* [What you are asked to do]:
Please work out how many lines in the data below contain "topiary", and reply with that number alone.

Referring expression pointing data:
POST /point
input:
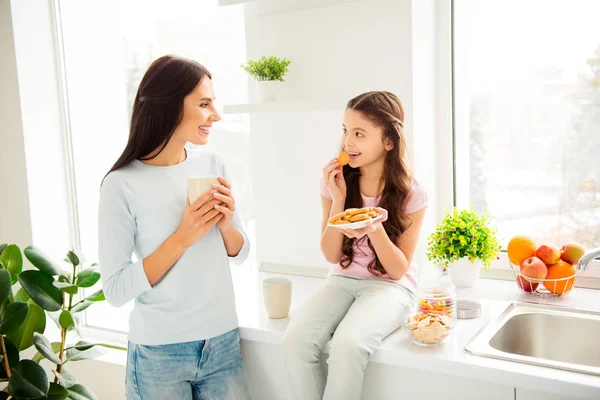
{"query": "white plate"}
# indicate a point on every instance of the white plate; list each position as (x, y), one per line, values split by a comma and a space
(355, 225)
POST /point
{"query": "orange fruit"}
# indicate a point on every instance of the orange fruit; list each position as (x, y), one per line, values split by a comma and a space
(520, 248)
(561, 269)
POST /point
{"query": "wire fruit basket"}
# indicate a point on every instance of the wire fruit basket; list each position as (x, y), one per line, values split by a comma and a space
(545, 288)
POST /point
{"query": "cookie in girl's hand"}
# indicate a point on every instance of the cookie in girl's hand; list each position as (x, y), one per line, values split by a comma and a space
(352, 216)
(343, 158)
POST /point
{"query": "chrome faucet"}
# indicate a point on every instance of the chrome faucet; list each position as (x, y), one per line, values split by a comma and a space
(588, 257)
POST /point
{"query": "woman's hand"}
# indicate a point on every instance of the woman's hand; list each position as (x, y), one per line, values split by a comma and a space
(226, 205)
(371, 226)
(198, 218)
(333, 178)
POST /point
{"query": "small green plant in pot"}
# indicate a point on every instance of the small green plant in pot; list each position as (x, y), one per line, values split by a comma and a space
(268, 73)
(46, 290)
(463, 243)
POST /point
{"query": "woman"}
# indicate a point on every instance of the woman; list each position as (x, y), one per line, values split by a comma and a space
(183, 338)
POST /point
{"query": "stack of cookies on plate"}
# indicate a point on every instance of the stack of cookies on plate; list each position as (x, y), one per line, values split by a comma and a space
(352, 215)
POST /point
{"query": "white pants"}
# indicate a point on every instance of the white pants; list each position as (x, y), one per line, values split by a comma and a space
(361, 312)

* * *

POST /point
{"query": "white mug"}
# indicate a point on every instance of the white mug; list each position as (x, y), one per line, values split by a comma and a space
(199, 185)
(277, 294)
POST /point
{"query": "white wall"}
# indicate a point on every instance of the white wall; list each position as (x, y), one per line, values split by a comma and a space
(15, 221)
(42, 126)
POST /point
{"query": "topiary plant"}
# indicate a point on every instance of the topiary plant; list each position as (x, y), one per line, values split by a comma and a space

==

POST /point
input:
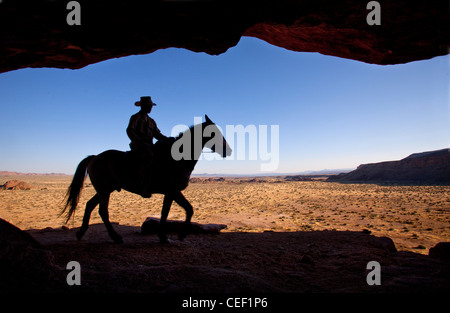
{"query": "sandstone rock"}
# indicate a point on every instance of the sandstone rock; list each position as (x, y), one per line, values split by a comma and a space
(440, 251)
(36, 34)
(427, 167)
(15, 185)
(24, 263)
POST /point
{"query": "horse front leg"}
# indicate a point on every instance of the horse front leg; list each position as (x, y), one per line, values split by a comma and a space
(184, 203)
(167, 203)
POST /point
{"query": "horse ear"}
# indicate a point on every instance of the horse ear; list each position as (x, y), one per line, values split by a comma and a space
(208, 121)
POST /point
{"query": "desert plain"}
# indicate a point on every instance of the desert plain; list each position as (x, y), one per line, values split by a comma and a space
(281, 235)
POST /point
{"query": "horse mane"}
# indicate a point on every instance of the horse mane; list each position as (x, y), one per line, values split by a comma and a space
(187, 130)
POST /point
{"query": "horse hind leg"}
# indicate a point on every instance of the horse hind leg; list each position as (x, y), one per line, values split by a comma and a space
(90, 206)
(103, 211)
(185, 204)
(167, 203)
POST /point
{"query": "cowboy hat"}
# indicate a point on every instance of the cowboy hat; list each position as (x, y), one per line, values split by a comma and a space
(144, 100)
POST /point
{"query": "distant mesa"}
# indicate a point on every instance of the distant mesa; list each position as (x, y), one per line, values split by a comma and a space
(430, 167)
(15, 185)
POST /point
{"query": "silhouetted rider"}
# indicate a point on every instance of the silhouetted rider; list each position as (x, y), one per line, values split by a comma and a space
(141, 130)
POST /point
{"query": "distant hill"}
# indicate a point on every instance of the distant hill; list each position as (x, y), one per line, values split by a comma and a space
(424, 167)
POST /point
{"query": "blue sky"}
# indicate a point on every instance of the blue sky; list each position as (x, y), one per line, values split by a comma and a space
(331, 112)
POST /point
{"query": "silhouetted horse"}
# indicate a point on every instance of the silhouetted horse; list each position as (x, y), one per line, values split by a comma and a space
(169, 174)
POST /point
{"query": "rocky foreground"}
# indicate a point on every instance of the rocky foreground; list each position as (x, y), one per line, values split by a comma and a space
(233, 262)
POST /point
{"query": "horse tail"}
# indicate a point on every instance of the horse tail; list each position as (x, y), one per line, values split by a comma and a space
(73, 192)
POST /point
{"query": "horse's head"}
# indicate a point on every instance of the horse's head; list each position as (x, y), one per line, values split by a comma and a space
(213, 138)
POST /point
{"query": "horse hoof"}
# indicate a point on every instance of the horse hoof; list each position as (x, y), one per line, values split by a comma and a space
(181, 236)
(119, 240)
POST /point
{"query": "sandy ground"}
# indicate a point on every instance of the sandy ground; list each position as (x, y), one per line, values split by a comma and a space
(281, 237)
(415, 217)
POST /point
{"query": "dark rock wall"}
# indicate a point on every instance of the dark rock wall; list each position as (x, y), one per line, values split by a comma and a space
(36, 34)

* [Written solution]:
2